INSTRUÇÕES DE TRABALHO:
1. Traduza para o inglês esta frase do texto sobre o WeChat: "Mais recentemente, em janeiro deste ano, o então primeiro-ministro australiano Scott Morrison perdeu acesso ao perfil que mantinha no aplicativo."
2. Segundo o texto sobre o WeChat, qual empresa administra o aplicativo?
3. Escreva a continuação do texto sobre o WeChat, começando logo após o último parágrafo.

TEXTO FORNECIDO:

────────────────────

Usuários do aplicativo de mensagens chinês WeChat, que tem mais de um bilhão de perfis cadastrados em todo o mundo, receberam nos últimos dias uma mensagem avisando que os dados pessoais deles são armazenados em servidores na China. O alerta ampliou o debate sobre privacidade e controle de conteúdo por parte do Partido Comunista Chinês (PCC), que impõe forte censura à manifestação de opinião no país e tem estendido seus tentáculos para além das próprias fronteiras.
O armazenamento citado no alerta inclui curtidas, históricos de navegação e pesquisa, comentários e uploads de conteúdo. Além disso, o aplicativo também lembrou os usuários que o comportamento deles está sujeito ao contrato de licenciamento e à política de privacidade do WeChat, segundo informações da rede Radio Free Asia..
De acordo com o jurista norte-americano Teng Biao, a mensagem enviada pelo WeChat não muda nada na prática, vez que Beijing legalmente já tem acesso ao conteúdo do aplicativo. Mas ela é um lembrete de que o governo chinês fiscaliza e censura todo conteúdo online que esteja a seu alcance.
O PCC “sempre usou o WeChat como forma de exportar sua censura para além de suas fronteiras“, disse Teng, alertando que é necessário maior atenção global aos riscos que o aplicativo representa à segurança nacional das nações ocidentais.
O jurista explica que, pela lei de segurança cibernética nacional da China, empresas como a Tencent, que administra a ferramenta, são obrigadas a colaborar com o PCC caso seja exigido o compartilhamento de qualquer dado que julgue necessário. Nas palavras dele, o aplicativo é “parte integrante do programa de controle totalitário de alta tecnologia” no país asiático.
Em maio de 2020, pesquisadores da Universidade de Toronto, no Canadá, já haviam alertado que os usuários do WeChat, mesmo estrangeiros, estão “sujeitos à vigilância de conteúdo abrangente que anteriormente era considerada exclusivamente reservada para contas registradas na China”.
O estudo aponta que documentos e imagens transmitidos entre perfis do aplicativo, mesmo no exterior, passam por vigilância de conteúdo por parte da China. Os arquivos são analisados em busca de conteúdo politicamente sensível, um processo inserido na rede mais ampla de censura digital chinesa conhecida como Grande Firewall.
Perfis excluídos
Casos recentes ilustram a situação. Em julho do ano passado diversos perfis relacionados a temas LGBT foram excluídos do WeChat por terem supostamente “violado as regras” da plataforma, sem qualquer explicação sobre quais teriam sido essas regras. Foram apagadas histórias pessoais de usuários, fotos e informações sobre eventos. À época, especialistas associaram o ocorrido ao aumento do controle sobre conteúdo LGBT por parte do PCC.
Mais recentemente, em janeiro deste ano, o então primeiro-ministro australiano Scott Morrison perdeu acesso ao perfil que mantinha no aplicativo. A conta do premiê tinha cerca de 76 mil seguidores e continha fotos e informações políticas.
Na ocasião, Morrison enfrentava uma disputa acirrada pela reeleição, sendo que a relação entre Austrália e China era uma questão relevante na corrida eleitoral. O Partido Trabalhista, de oposição, venceu o pleito, realizado em maio.

────────────────────

LISTA DE DADOS:
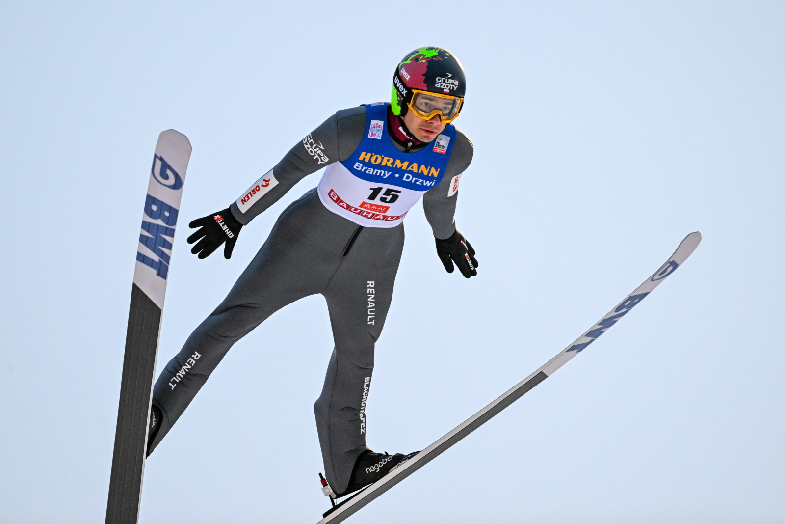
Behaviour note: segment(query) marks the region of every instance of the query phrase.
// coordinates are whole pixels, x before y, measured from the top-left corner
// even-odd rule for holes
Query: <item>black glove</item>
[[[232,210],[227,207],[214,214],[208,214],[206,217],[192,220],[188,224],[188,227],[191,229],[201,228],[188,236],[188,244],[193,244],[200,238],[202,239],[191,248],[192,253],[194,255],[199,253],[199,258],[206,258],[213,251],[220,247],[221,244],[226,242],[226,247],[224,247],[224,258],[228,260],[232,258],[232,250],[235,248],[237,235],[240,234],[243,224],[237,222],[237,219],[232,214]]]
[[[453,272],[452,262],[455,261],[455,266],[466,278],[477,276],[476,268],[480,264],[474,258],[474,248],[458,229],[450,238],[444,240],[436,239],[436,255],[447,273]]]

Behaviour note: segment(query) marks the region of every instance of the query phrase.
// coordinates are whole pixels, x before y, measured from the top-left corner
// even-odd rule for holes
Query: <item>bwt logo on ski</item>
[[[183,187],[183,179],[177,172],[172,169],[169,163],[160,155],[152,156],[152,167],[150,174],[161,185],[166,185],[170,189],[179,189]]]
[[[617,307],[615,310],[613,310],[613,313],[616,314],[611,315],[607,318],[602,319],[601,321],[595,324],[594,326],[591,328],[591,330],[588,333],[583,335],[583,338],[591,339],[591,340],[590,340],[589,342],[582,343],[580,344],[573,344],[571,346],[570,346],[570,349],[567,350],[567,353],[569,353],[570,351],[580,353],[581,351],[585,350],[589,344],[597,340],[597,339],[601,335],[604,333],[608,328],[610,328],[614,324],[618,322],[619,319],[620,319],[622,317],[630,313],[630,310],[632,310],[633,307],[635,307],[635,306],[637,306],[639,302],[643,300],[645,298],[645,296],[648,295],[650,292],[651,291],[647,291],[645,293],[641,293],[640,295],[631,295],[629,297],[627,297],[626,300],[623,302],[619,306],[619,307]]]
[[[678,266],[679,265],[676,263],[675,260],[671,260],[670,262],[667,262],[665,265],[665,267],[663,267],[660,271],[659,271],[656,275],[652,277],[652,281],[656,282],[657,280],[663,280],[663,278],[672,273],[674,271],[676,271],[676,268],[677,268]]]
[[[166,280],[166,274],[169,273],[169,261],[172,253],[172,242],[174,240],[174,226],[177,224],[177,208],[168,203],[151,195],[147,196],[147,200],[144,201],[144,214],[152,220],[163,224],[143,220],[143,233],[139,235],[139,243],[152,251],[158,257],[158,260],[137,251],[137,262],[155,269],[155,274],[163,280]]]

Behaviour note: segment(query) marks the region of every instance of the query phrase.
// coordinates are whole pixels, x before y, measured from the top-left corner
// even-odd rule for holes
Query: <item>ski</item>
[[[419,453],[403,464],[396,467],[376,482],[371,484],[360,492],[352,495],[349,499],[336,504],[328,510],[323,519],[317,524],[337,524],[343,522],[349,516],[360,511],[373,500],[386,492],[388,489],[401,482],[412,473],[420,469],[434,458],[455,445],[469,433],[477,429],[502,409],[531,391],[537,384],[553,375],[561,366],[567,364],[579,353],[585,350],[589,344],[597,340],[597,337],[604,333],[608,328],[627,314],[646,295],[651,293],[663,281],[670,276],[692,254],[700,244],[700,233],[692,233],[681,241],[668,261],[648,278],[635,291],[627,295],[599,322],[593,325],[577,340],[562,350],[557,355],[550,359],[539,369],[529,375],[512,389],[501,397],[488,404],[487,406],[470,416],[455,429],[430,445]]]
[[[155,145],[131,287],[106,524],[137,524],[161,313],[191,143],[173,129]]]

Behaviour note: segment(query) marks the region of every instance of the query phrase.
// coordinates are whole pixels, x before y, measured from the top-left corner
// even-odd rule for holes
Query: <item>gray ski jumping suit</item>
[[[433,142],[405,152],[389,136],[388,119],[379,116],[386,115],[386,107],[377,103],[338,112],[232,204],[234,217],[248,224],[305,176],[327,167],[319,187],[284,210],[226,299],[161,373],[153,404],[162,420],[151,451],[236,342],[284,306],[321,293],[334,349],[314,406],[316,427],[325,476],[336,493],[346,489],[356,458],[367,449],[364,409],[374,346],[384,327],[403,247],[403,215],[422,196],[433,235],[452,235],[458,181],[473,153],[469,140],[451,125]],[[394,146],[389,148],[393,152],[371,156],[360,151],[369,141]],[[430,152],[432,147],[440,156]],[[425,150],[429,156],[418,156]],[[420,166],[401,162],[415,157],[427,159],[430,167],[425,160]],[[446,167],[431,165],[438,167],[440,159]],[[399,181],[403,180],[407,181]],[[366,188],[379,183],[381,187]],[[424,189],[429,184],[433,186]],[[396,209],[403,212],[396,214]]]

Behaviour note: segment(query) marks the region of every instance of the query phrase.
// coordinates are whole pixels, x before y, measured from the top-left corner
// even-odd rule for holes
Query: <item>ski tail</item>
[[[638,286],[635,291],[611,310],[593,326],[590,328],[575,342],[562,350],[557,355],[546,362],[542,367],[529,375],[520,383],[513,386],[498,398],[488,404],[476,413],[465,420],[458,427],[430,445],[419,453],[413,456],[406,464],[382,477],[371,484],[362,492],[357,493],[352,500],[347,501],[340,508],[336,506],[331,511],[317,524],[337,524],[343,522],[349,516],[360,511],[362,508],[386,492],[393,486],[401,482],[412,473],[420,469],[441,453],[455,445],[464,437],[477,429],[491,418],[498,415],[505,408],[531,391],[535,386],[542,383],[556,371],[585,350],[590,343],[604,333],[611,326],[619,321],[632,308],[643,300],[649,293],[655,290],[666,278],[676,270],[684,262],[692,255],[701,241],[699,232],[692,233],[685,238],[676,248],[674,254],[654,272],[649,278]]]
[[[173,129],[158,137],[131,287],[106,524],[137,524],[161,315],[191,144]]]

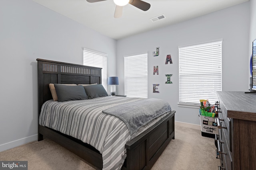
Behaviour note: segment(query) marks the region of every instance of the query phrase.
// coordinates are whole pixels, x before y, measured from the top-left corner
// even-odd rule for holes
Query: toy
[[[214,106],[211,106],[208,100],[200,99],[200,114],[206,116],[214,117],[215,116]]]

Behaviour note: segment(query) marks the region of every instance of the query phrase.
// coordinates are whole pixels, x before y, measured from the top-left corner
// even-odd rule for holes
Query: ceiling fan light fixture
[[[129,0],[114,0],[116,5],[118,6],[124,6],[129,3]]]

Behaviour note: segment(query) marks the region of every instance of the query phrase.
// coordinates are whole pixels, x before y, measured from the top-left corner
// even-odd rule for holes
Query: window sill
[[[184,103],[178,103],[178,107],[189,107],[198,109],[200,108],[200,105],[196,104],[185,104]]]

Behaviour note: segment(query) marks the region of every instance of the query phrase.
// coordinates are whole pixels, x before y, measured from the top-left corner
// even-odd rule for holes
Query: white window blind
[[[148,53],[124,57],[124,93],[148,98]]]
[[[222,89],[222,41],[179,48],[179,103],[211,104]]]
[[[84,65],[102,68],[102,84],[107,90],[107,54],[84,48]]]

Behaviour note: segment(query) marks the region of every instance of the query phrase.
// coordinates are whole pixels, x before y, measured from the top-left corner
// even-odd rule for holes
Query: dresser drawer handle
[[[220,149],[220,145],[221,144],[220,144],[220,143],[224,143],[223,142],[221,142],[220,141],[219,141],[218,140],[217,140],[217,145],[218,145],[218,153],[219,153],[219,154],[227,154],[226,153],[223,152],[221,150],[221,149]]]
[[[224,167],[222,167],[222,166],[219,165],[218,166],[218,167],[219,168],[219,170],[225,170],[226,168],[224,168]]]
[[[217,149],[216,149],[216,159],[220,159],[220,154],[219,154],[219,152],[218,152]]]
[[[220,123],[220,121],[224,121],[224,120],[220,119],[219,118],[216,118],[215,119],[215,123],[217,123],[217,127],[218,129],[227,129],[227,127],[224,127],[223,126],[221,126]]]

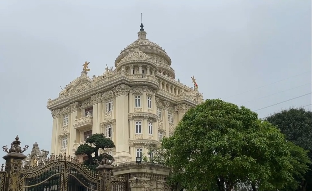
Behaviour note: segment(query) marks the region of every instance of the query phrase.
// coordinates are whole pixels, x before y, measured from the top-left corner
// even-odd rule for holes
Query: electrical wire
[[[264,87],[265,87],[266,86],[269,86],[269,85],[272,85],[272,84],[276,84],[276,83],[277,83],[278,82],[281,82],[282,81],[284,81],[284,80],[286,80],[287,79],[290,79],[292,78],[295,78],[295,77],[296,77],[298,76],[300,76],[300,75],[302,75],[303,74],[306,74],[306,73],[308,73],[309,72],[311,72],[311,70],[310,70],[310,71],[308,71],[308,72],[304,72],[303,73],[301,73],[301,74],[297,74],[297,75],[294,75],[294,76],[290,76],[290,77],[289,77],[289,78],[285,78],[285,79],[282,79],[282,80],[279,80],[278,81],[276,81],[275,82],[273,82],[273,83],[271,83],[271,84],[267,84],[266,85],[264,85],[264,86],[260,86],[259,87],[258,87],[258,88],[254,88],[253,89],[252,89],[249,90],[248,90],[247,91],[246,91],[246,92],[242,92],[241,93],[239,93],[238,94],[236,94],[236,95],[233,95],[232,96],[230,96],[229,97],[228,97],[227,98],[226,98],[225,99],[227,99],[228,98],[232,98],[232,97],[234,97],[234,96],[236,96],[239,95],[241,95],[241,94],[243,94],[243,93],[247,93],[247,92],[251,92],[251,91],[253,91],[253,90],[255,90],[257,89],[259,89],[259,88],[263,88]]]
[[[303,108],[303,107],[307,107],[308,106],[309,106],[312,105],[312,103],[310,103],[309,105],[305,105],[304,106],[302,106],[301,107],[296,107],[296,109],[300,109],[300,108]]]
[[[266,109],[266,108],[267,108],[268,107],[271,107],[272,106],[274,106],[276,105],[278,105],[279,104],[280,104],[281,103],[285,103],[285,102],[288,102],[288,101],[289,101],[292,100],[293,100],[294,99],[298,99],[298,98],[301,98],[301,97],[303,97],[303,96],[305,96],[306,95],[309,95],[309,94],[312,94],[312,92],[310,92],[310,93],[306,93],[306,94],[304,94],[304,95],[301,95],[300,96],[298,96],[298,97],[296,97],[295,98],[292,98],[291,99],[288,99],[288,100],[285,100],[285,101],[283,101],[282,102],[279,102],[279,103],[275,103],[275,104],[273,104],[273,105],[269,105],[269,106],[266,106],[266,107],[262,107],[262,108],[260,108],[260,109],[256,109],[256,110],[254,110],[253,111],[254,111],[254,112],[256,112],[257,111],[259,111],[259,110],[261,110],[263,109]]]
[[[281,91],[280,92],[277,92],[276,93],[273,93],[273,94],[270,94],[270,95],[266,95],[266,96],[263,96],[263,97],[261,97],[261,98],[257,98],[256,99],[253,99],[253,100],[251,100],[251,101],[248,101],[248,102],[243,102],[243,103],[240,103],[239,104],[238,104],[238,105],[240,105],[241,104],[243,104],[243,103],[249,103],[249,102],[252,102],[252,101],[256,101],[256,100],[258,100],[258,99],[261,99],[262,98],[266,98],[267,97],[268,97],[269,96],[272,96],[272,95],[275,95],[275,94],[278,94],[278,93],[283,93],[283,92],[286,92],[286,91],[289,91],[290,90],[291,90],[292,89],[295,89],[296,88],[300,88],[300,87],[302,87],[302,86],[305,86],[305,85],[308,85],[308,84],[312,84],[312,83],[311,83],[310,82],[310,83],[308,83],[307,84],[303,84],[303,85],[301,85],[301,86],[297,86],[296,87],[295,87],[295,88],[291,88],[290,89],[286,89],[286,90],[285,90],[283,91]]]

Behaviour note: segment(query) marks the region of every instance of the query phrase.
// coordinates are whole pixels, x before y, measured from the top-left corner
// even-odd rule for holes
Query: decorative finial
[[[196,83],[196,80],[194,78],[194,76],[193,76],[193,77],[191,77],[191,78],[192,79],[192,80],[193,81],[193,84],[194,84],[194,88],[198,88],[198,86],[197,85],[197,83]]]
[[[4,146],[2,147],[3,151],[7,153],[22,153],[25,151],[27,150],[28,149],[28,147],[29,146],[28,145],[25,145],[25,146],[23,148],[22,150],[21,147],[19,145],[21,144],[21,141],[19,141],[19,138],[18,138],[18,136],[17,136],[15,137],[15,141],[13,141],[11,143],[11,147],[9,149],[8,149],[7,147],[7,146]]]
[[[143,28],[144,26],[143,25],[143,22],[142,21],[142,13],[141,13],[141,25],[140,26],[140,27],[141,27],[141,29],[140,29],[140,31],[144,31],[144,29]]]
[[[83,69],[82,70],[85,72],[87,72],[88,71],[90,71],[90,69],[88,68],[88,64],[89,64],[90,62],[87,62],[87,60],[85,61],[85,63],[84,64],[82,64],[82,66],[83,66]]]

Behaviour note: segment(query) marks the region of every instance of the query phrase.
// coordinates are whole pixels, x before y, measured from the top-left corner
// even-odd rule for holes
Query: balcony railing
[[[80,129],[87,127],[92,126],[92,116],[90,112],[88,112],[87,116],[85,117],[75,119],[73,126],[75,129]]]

────────────────────

RESPOSTAS DAS TAREFAS:
1. More recently, in January of this year, then Australian Prime Minister Scott Morrison lost access to the profile he kept on the app.

2. A Tencent.

3.
Por que isso importa?
No “ranking da liberdade” da ONG Freedom House, com sede em Washington, a China está entre os últimos colocados, com base em 25 medidas de direitos políticos e liberdades civis. O país soma nove pontos de cem possíveis, acima apenas de outras 13 nações que têm pontuação ainda mais baixa. E Hong Kong, embora opere em um sistema diferente, se aproxima cada vez mais do padrão chinês.
Na China, o simples fato de citar a democracia leva à repressão do Estado. Algo que ficou evidente justamente nos protestos de 2019 em Hong Kong, que até hoje rendem prisões e denúncias contra seus organizadores e participantes. Segundo a ONG Hong Kong Watch, baseada no Reino Unido, até o dia 31 de janeiro deste ano, 10.294 pessoas foram presas por motivação política no território autogovernado, sendo que cerca de 2,3 mil foram posteriormente processadas pelo Estado.
A internet também deixa claro que os valores democráticos não têm vez na China, que bloqueia as redes sociais dos EUA e utiliza suas próprias versões, estas submetidas à censura do Partido Comunista Chinês (PCC). É o caso do Weibo. Lá, uma postagem do jornal estatal People’s Daily sobre o ataque do Ministério das Relações Exteriores à democracia norte-americana recebeu inicialmente cerca de 2,7 mil comentários. Depois de a censura começar a agir, restaram pouco mais de uma dúzia.
E a repressão imposta pela China a seus cidadãos já ultrapassa as próprias fronteiras. Artigo publicado pela revista Foreign Policy em outubro do ano passado mostra como o PCC, fazendo uso da lei de segurança nacional de Hong Kong, tem poder para calar críticos que vivem a milhares de quilômetros de distância.
Aconteceu, por exemplo, com o empresário britânico Bill Browder, alertado pelo Ministério das Relações Exteriores do Reino Unido a não viajar para países que honrem os tratados de extradição com Hong Kong. Ativista em defesa de sanções contra funcionários do governo britânico cúmplices de abusos dos direitos humanos, ele poderia ser preso e extraditado para o território controlado pela China por seu discurso crítico contra os abusos cometidos pelo PCC.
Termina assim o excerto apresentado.